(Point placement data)
☆ ☆ ☆ ☆

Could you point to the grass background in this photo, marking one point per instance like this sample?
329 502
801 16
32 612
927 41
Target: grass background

☆ ☆ ☆ ☆

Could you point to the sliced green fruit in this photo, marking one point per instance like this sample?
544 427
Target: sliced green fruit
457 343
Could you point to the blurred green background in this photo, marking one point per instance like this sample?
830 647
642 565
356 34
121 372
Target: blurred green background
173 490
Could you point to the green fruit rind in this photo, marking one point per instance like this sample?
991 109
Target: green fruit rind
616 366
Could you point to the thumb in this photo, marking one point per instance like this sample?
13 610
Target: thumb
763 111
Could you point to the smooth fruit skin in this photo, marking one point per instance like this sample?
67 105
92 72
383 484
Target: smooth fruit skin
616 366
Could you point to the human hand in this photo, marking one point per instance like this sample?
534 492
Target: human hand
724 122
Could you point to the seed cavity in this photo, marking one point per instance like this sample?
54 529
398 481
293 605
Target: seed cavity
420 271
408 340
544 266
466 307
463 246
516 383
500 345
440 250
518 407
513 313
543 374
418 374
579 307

☆ ☆ ☆ ☆

▸ WHAT YOU SHOULD DO
Identify every line in the data above that contains the string "cavity", and copy each such line in full. Treat case as significant.

▸ FINISHED EXERCISE
Could you point to the seed cavity in this photo, marking one point per instance like this sample?
Target: seed cavity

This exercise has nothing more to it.